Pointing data
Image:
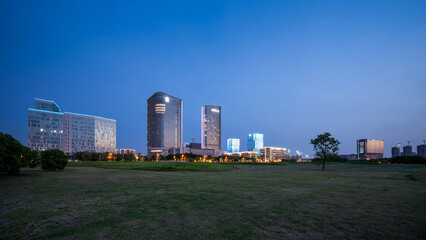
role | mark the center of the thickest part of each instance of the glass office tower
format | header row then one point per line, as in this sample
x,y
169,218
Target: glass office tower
x,y
164,123
88,133
396,151
49,128
45,125
369,149
255,142
211,127
233,145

**What is asked:**
Output the data above line for line, with nothing changed. Leave the images out.

**Result for this task:**
Image:
role | mark the center of the thickest part of each instance of the glass office tower
format | header row then one point per line, as in this sample
x,y
169,218
Target: glass office tower
x,y
164,123
88,133
396,151
49,128
45,125
369,149
255,142
211,127
233,145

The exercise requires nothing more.